ЗАДАНИЯ:
A: Ответьте по интервью на три вопроса:
(i) Когда было опубликовано интервью?
(ii) Какую должность на философском факультете МГУ занимает Алексей Козырев?
(iii) Кто ввел понятие «русская идея» и на каком языке?
B: Согласуются ли с интервью следующие утверждения? Ответьте «да» или «нет» и приведите решающие слова текста.
(i) Противники государственной идеологии ссылаются на Конституцию.
(ii) По мнению Козырева, национальную идею можно придумать и «спустить сверху».
(iii) Понятие национальной идеи родилось после крушения Российской империи.
C: Как могло бы продолжиться интервью об идеологии? Допишите его, начиная сразу после последней фразы.

ФРАГМЕНТ ТЕКСТА:
-- -- --

Алексей Козырев: Ничего зазорного в слове «идеология» нет
- Опубликовано 24 августа 2018
- Интервью
- Автор: Андрей Байдак
Нужна ли современной России новая государственная национальная идеология? Можно ли определить сегодня национальную идею? Дискуссия об этом ведется на протяжении нескольких последних лет, причем сегодня всё более обостренно. В ней принимают активное участие политики, ученые, государственные деятели, представители СМИ.
Мнения участников этой долгой дискуссии разделены. Одни полагают, что в обществе, основанном на принципах политического и идейного плюрализма, никакой национальной идеологии быть не должно. Более того, противники госидеологии ссылаются на нашу Конституцию, где зафиксирована «деидеологизация» общества.
Их оппоненты, приверженцы создания государственной идеологии, видят в ней важный инструмент консолидации российского общества, способ обретения нового качества страны и государства.
Корреспондент Агентства СЗК побеседовал на тему государственной идеологии с Алексеем Козыревым, заместителем декана по научной работе философского факультета МГУ им. М.В.Ломоносова, кандидатом философских наук, членом Зиновьевского клуба МИА «Россия сегодня».
- С Вашей точи зрения, все-таки есть ли в современной России необходимость в идеологии, претендующей на статус национальной? Нуждается дли наше общество в национальной идее? Или же оно готово удовлетвориться отдельными морально-нравственными категориями, например, патриотизмом или гуманизмом?
- Вопрос непростой, потому что, прежде всего, национальная идея и национальная идеология это несколько разные вещи. Национальную идею «спустить сверху», придумать нельзя, она вызревает в ходе естественного исторического развития самого народа. И попытки сформулировать «русскую идею», которые были предприняты в русской философии с конца 19-го века, были достаточно разнообразны и противоречивы.
Само понятие национальной идеи родилось в ходе освобождения славянских народов в результате крушения империй - Австро-Венгерской и Османской. В результате появляется сербская идея, болгарская идея и, соответственно, понятие «русская идея», которое была введено Владимиром Соловьевым (на французском языке) по образу и подобию этих национальных идей. В это понятие Соловьев вкладывает по сути идею отречения России от своих национальных интересов. Россия должна стать мостом между Востоком и Западом, поскольку ничего специфического, ничего самобытного, ничего своеобразного в ее цивилизации нет.

-- -- --

ИСХОДНЫЕ ДАННЫЕ:

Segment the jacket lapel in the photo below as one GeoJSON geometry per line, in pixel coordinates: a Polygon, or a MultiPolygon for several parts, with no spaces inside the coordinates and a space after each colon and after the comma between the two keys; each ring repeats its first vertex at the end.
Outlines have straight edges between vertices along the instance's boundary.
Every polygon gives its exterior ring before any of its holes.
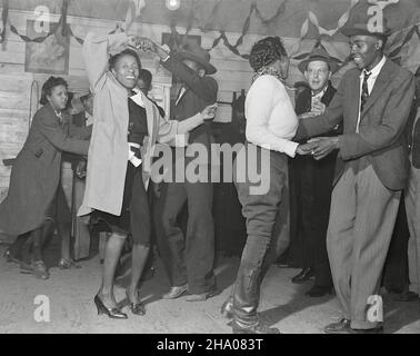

-- -- --

ОТВЕТЫ К ЗАДАНИЯМ:
A:
(i) 24 августа 2018 года.
(ii) Он заместитель декана по научной работе.
(iii) Владимир Соловьев, на французском языке.

B:
(i) Да: «противники госидеологии ссылаются на нашу Конституцию, где зафиксирована «деидеологизация» общества».
(ii) Нет: «Национальную идею «спустить сверху», придумать нельзя».
(iii) Нет: «в результате крушения империй - Австро-Венгерской и Османской».

C:
Такая «русская идея», как мне кажется, для нас сегодня не очень актуальна. Понятие «национальная идея» должно быть связано, на мой взгляд, прежде всего с понятием цивилизационной самобытности. Понять в чем заключается самобытность русской цивилизации, каковы ее пути и, отсюда, каковы ее интересы и перспективы развития - вот главная составляющая национальной идеи.
Что же касается национальной идеологии, то это нечто иное. Идеология - это то, что формируется, конструируется, задается интеллектуалами, мыслителями, политтехнологами, которые сотрудничают с властью или находятся к ней в оппозиции и борются за власть. Вообще-то говоря, нет государства без идеологии. Идеология всегда существовала и будет существовать.
Конституция государства сама по себе представляет идеологический продукт. И понятия, которые обозначены в Конституции – «правовое государство», «социальное государство», «светское государство» - это структурные элементы определенной идеологической доктрины. Когда мы говорим, каким должно быть государство, мы уже формируем государственную идеологию. И лучше делать это сознательно, отчетливо и последовательно, чем робко, стыдливо и противоречиво.
Иначе получается, что, с одной стороны, мы говорим, что Россия по Конституции - это социальное государство, а с другой - проводим радикальную пенсионную реформу, затрагивающую интересы подавляющего большинства граждан страны, по сути, денонсируем то, что записано в Основном законе. С одной стороны, мы заявляем о наших национальных интересах, о необходимости отстаивать русские интересы в мире, присоединяем Крым, защищаем русских в Донбассе. А с другой стороны, мы в образовании и науке делаем то, что по сути ведет к подрыву их основ, к ослаблению и умалению позиций русского языка как языка науки и культуры. Те тенденции, которые мы сегодня наблюдаем, когда, например, диссертации защищают на английском языке, наши журналы заставляют в обязательном порядке переводить или издавать на английском - это ни что иное, как идеологическая диверсия. То, что раньше называли вредительством.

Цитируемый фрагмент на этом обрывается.